Records for this task:
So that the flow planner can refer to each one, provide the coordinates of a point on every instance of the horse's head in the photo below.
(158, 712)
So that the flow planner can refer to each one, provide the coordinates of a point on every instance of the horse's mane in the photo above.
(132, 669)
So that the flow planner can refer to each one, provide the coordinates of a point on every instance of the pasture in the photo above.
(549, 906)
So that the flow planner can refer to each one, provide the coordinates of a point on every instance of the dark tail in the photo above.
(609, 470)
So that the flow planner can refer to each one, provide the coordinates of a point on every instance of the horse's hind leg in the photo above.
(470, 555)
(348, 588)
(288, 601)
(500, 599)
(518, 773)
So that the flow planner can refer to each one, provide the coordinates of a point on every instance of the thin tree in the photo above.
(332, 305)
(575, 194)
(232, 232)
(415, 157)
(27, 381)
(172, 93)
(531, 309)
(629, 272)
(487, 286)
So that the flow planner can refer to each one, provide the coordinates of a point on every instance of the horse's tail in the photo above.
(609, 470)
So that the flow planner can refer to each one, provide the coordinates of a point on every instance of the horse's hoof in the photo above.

Task brief: Each line of the listing must appear in the answer exactly as above.

Response:
So that the flow planner can refer to each one, provide the coordinates of a point on every instance of the horse's head in the photo below.
(158, 712)
So that the flow planner can refer to each one, provide the coordinates of a point on every instance of the horse's mane in the photo above.
(132, 669)
So that the flow planner can refer to each one, provide the coordinates of a point on every instance of the pasture in the photo above.
(549, 906)
So that the flow planner can refer to each one, provide the coordinates of a point on every instance of the dark tail in the photo above.
(609, 470)
So that the flow planner can refer to each one, provide the coordinates of a point on every instance of the horse's hind leg in the photo above.
(470, 555)
(348, 588)
(288, 601)
(500, 599)
(518, 773)
So that the flow planner can refer to each one, provide the coordinates of a point on every instance of the thin tree in the photo above.
(332, 305)
(575, 194)
(232, 232)
(415, 157)
(27, 381)
(172, 93)
(531, 309)
(629, 272)
(487, 286)
So that the flow planner can refer to each one, provide the coordinates of a point on every instance of the horse's tail in the photo above.
(609, 470)
So that the flow planner can refer to each one, provide the coordinates of a point on every instance of the horse's hoof in the photo above.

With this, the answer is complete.